>> BEGIN Listed entries

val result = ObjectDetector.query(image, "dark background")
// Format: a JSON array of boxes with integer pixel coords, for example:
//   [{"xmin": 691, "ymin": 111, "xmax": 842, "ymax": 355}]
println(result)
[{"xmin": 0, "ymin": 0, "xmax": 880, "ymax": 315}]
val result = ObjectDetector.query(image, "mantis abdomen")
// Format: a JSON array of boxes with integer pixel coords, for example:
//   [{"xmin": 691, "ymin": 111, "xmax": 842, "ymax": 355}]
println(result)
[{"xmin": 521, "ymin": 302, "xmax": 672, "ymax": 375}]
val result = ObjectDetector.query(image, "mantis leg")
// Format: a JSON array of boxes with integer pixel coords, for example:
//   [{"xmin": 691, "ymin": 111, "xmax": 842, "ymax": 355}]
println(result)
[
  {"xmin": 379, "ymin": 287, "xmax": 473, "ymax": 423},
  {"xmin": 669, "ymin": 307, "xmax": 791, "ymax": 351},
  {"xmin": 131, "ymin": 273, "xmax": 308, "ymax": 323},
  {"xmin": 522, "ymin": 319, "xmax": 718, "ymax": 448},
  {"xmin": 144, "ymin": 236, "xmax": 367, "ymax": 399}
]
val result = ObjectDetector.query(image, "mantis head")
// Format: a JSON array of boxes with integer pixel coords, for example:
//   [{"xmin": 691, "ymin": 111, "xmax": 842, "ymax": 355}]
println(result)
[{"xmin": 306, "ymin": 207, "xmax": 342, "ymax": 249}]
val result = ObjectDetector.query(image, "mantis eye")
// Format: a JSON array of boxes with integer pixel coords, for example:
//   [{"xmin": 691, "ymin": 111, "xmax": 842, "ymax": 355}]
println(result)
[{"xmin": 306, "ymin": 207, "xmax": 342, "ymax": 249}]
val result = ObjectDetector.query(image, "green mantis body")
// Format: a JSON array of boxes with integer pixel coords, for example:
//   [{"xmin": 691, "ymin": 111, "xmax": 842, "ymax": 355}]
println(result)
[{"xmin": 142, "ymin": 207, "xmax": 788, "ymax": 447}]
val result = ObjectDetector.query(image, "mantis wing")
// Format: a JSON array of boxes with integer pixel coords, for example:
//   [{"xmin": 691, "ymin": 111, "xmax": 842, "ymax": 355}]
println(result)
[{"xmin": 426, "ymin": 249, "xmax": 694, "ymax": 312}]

>> END Listed entries

→ What is expected: Report every line of the records above that contains the string "query", matching case exactly.

→ Written reply:
val result = ObjectDetector.query(image, "dark background")
val result = ObjectDetector.query(image, "mantis abdomen")
val result = ObjectDetector.query(image, "mantis leg")
val result = ObjectDetector.query(image, "mantis head")
val result = ObjectDetector.query(image, "mantis eye")
val result = ObjectDetector.query(image, "green mantis body")
val result = ObjectDetector.query(image, "mantis wing")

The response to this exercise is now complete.